_DOCUMENT PASSAGE_:
<<<<
Blog
P95 latency: What it is, why averages lie & how to reduce it
Average latency is easy to measure and easy to misread. A healthy-looking mean can coexist with a significant share of requests that are far slower, and those are the ones users actually notice. P95 cuts through that. It's the threshold below which 95% of your requests complete, which means the slowest 5% show up instead of disappearing into the average. At any real traffic volume, that 5% is enough users to care about.
P95 is one of a family of percentile metrics built to surface exactly this. The slow outliers tend to cluster around specific causes: connection pool exhaustion, garbage collection pauses, and upstream dependency slowdowns. At scale, those are the requests where users feel the difference between a fast app and a slow one.
This guide covers what p95 latency is, why it matters more than averages, what causes it to spike, and how to measure and reduce it in production systems.
What p95 latency means & how it's calculated
P95 belongs to a family of metrics called tail latency: high-percentile measurements (p95, p99, p99.9) that capture the slow outlier requests sitting at the tail of your latency distribution.
The calculation sorts all requests in a time window by duration and finds the value at the 95th percentile position. Everything above it is the slow tail.
In practice, production systems don't sort millions of raw measurements per window. They use bucketed histograms that group latency measurements into ranges and interpolate from there. The result is an approximation, but close enough for alerting and service-level objective (SLO) tracking.
>>>>
_RECORDS PROVIDED_:
<<<<
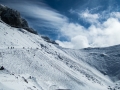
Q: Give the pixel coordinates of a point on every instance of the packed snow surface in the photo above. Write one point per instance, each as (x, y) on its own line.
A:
(33, 64)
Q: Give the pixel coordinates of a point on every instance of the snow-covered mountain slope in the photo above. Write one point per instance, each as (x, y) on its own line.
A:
(38, 65)
(106, 60)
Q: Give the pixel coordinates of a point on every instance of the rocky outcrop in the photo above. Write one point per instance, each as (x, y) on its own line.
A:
(14, 19)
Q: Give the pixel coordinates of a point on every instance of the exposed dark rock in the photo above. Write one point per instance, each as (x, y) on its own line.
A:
(14, 19)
>>>>
_PROBLEM 1_:
From the p95 latency article, list every cause it gives for the slow outlier requests.
_PROBLEM 2_:
Continue the p95 latency article after its final paragraph, which ends with "close enough for alerting and service-level objective (SLO) tracking."

_ANSWER 1_:
Connection pool exhaustion, garbage collection pauses, upstream dependency slowdowns

_ANSWER 2_:
One constraint worth knowing: you can't average percentiles across instances. If 10 servers each report their own p95, the mean of those values is not a valid fleet-wide p95. You need to aggregate the underlying histogram data first, then recompute.
Why averages lie about your users' experience
That definition matters because of what it exposes that averages don't. Averages mask slow requests because outliers get diluted in the sum. A latency spike contributes to the total but stays rare enough to fade in aggregate, which is exactly why p95 exists. It catches the degradation that averages can't.
This gets concrete at scale. A service that averages 100ms latency can still have a meaningful share of requests taking several seconds. At any significant request rate, that's a real problem for real users, invisible behind a healthy-looking average.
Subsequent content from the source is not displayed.